# [取り組む課題]
痔について解説した文章を、最後の文の後から書き継げ。
------ 学習用の文章 ------
痔 独りで我慢は損ばかり
名前は誰もが知っている。でも正しく知っているとは限らない。それが痔です。
肛門まわりの症状を独りで我慢している方いませんか?
我慢は美徳ではありません。
むしろ有害なことさえあるのです。
監修/釣田義一郎 東京大学医科学研究所助教
肛門はこんな構造
地主ならぬ痔主は日本人の3分の1を超えるとの説があります。「説」と曖昧な書き方になるのは、場所が場所だけに誰にも相談せず我慢している隠れ痔主が数多くいて、実態がよく分からないからです。
そもそも痔は文明人の宿命とも言える疾病で恥ずかしがる必要などなく、しかも早めに手を打てば軽く済むものを放置して悪化させるのは勿体ない話です。
さて痔の発生する部位が肛門周辺だということは皆さんもよくご存じだと思います。でも、自分では見えない所だけに、痔の時に一体何が起きているかイメージできないのではないでしょうか。まずは敵を知るためにも、肛門周辺の仕組みを知っていただく必要があります。上下に切った断面図をご覧になりながら、お読みください。
肛門は、口から始まって延々と体内を貫いてきた消化管の出口です。出口から1.5cmほど奥まで皮膚があって(体表部)、その奥に粘膜で覆われた直腸下部(腸管部)がくっついています。直腸は、便を一時的に溜める場所です。
腸管部と体表部の境目は、ノコギリの歯のようにギザギザしているので「歯状線」と呼ばれます。
直腸下部は知覚神経が少ないために痛みなどを感じることが少なくて、また意識して制御することはできません。対して肛門は知覚神経が多数存在しているために敏感で、意識して制御することもできます。制御の時に使われる輪状の筋肉が「肛門括約筋」。普段は縮んで肛門を閉じ、排便の時は緩んで肛門を開きます。内括約筋は自律神経によって無意識に制御されていますが、外括約筋は意識的に締めたり緩めたりできます。
------ 情報 ------
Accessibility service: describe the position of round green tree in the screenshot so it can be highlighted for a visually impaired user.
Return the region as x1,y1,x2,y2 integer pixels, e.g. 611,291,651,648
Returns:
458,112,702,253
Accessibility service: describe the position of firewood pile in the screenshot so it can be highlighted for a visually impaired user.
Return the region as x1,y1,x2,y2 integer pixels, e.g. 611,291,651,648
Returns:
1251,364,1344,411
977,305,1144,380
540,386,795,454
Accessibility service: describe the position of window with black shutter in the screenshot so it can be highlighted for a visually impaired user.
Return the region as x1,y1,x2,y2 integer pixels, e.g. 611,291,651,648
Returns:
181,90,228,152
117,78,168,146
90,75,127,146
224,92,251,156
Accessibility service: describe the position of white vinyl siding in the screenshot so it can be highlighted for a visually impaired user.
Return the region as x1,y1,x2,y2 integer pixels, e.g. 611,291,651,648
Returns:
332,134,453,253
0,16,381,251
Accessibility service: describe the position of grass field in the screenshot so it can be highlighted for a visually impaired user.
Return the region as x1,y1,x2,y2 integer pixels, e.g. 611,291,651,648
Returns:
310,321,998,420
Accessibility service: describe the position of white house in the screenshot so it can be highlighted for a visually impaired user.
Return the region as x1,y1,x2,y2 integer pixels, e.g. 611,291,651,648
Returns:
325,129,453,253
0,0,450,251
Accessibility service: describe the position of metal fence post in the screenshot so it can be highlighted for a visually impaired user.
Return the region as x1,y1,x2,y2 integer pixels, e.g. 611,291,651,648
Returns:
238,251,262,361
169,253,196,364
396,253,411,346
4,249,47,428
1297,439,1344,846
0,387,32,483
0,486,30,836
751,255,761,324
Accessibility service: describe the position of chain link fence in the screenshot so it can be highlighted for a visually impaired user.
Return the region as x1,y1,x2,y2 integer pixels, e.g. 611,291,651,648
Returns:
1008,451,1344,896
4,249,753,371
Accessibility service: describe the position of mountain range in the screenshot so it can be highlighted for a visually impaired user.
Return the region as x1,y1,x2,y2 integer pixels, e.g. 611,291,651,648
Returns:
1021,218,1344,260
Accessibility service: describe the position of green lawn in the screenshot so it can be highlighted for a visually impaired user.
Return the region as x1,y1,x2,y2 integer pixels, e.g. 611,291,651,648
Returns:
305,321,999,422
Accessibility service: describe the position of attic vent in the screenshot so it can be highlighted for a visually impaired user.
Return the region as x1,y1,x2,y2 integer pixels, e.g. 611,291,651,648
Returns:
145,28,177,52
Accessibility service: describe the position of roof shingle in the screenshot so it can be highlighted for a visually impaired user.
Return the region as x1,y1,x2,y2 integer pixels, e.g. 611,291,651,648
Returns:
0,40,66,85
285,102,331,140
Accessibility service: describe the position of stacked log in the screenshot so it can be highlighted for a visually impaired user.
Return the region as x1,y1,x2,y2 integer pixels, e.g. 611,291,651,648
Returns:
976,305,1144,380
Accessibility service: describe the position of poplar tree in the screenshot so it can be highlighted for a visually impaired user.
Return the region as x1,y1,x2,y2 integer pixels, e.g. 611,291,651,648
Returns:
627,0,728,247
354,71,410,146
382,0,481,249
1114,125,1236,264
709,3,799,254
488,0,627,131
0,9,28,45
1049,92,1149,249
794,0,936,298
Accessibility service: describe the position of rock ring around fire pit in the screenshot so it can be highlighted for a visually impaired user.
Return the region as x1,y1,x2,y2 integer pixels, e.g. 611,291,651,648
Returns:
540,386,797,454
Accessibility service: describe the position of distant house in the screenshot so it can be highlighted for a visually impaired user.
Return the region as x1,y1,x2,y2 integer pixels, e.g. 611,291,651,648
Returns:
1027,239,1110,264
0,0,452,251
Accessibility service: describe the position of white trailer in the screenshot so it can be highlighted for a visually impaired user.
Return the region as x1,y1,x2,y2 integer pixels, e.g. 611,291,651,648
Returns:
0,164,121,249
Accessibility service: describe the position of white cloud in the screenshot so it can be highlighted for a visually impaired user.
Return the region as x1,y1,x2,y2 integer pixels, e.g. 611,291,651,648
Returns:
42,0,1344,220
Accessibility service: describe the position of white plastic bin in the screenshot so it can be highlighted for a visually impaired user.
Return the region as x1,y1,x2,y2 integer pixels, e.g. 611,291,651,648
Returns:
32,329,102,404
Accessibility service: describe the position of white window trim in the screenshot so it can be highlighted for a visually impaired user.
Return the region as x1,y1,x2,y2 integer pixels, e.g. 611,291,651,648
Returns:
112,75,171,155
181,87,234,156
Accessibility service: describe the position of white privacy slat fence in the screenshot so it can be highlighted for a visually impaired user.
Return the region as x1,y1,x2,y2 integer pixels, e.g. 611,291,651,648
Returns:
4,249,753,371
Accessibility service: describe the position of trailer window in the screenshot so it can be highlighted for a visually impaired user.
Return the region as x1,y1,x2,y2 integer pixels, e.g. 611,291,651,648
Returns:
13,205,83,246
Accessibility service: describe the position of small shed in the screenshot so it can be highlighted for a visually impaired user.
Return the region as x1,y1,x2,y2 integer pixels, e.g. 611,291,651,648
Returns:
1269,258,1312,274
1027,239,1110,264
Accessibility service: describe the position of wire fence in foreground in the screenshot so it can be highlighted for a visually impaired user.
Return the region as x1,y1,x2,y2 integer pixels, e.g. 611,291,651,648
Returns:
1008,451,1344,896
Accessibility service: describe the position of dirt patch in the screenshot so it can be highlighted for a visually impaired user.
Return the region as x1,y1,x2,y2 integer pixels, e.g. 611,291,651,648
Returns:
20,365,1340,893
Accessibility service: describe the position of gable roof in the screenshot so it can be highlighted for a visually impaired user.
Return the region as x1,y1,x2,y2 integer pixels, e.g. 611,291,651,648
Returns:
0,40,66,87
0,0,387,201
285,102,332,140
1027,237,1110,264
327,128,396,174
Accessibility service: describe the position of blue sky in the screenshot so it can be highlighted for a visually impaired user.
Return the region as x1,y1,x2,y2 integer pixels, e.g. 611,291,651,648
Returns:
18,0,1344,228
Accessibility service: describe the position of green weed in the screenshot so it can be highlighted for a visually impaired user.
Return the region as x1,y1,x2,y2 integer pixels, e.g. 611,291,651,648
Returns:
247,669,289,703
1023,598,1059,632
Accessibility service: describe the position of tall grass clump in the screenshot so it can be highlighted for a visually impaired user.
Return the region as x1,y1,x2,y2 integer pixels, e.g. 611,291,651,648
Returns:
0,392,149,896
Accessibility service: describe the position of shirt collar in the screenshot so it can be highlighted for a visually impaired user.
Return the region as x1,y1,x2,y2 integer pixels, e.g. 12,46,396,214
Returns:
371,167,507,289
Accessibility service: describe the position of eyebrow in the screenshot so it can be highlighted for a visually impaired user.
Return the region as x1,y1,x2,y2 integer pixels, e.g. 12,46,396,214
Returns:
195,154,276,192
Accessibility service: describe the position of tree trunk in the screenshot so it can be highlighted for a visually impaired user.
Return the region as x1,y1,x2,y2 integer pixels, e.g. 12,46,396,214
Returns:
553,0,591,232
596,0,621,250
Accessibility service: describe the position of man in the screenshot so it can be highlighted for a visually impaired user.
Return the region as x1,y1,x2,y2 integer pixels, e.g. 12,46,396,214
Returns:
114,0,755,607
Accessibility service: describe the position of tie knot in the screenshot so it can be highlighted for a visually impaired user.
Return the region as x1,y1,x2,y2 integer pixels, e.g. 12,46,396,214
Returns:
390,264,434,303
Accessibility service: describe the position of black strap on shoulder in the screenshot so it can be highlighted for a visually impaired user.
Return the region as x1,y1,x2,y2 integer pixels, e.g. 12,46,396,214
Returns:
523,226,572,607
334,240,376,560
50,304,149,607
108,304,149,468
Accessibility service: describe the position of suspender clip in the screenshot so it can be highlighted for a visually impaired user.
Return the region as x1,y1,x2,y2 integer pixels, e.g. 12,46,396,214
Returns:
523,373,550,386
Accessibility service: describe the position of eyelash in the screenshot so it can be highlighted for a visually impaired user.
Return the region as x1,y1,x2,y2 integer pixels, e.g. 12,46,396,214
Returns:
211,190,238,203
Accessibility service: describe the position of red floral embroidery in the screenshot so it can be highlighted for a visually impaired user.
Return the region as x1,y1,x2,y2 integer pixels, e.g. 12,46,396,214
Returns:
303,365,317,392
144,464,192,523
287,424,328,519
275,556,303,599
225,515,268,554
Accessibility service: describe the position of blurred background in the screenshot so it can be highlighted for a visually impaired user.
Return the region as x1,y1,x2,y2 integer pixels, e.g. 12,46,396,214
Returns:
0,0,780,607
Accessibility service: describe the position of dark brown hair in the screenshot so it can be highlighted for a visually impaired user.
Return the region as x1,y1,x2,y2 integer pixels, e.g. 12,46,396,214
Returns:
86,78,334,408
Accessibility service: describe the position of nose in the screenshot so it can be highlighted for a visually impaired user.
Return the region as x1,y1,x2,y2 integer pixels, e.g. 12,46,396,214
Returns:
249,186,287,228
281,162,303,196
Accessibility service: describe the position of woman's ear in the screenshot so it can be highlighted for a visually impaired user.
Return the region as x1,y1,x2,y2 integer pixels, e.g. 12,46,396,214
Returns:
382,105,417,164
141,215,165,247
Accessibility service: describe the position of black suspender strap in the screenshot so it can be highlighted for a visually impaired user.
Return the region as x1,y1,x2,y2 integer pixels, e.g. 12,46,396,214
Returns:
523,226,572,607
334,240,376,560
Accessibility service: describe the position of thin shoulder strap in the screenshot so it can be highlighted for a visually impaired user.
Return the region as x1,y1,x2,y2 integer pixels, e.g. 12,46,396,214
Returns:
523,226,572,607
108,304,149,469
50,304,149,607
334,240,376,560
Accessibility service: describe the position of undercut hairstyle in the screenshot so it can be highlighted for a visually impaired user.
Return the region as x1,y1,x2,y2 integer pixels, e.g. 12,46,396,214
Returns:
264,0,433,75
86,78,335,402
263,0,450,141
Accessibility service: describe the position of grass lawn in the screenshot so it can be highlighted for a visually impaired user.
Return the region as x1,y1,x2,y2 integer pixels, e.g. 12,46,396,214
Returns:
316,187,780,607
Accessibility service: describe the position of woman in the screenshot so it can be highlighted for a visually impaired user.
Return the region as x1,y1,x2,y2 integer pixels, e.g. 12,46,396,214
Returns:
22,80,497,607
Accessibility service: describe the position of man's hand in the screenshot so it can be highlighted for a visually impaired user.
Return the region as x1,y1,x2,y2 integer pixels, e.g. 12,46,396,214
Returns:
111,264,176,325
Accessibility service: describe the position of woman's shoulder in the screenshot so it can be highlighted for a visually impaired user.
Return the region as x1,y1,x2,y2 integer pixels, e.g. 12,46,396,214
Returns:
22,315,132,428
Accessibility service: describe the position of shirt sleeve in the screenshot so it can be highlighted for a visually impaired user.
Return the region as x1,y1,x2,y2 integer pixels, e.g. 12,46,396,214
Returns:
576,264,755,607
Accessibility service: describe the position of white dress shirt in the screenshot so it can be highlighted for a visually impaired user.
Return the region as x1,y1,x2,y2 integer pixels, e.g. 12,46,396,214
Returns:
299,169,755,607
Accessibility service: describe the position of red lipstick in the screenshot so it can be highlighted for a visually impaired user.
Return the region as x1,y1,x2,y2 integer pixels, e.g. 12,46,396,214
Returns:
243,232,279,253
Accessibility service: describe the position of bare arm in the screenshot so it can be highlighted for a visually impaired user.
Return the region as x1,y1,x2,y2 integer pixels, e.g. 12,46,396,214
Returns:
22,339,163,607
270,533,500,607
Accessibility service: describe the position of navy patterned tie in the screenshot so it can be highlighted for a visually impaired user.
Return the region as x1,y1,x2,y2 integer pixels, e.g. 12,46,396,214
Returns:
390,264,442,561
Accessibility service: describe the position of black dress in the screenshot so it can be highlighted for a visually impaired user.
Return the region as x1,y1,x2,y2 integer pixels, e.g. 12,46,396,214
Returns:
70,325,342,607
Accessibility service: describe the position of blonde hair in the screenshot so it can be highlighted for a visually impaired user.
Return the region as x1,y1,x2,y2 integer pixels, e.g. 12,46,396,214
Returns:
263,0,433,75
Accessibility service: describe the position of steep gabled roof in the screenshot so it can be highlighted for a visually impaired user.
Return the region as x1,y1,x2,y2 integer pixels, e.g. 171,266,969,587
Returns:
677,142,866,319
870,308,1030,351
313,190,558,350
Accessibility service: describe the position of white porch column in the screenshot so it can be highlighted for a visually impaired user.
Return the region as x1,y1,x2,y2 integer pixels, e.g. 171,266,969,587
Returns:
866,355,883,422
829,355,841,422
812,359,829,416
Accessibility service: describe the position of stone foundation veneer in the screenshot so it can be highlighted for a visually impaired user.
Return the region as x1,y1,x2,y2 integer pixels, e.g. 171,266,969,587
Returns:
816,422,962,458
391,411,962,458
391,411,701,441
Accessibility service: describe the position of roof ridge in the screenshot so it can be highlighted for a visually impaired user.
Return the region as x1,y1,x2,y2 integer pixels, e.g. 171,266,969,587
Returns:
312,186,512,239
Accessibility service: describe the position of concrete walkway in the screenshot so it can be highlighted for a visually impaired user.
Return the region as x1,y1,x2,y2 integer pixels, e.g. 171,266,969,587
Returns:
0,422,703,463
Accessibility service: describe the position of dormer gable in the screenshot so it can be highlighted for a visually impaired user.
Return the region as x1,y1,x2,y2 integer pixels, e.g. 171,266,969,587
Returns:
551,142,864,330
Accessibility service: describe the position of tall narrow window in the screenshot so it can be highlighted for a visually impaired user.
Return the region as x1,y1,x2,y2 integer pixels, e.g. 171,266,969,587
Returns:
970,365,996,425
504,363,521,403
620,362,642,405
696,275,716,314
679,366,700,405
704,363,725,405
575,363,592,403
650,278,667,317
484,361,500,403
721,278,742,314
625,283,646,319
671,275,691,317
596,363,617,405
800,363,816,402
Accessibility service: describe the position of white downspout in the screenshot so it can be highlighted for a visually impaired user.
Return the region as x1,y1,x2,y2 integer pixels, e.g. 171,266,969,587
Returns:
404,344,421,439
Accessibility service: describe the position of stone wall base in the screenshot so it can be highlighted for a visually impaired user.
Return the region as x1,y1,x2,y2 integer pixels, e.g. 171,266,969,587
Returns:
------
# [課題の解答]
便が直腸に溜まってその壁が広げられると、自律神経の反射作用で便意が起こり内括約筋が緩みます。その場ですぐ排便すれば一件落着。肛門の役割もすぐ終わります。しかし、文明社会では道端ですぐ排便するというわけにいきません。我慢して外括約筋を絞め続けることになり、そのうち便意も去っていきます。
ここまで読めば、日常的に肛門周辺に負担がかかっていることはイメージできると思います。
それでなくても、人が二足歩行するようになって、肛門は常に下を向くこととなり、血がたまり便の荷重もかかりやすくなりました。犬や猫の肛門を思い出していただけば、普段は後ろを向いてますよね。猿だって移動の時は横向き。人間が人として文化的な生活を送ることになって、一番ワリを食ったのが肛門なのかもしれません。
だから早く専門医へ
進行した状態で発見される直腸癌では、ほぼ全員、排便時の出血や肛門の異和感などが1年以上前からあるのに、痔と思って病気の発見が遅れたものです。
また既に痔主と分かっていて排便時に出血したのに放置するという方も多く見られ、それが癌の発見を遅らせています。
受診したからといって、痔が原因であった場合には、痔そのもので苦痛のない限り激しい治療となることはありません。出血したなら、何はともあれ専門の医師に受診して内視鏡検査を行いましょう。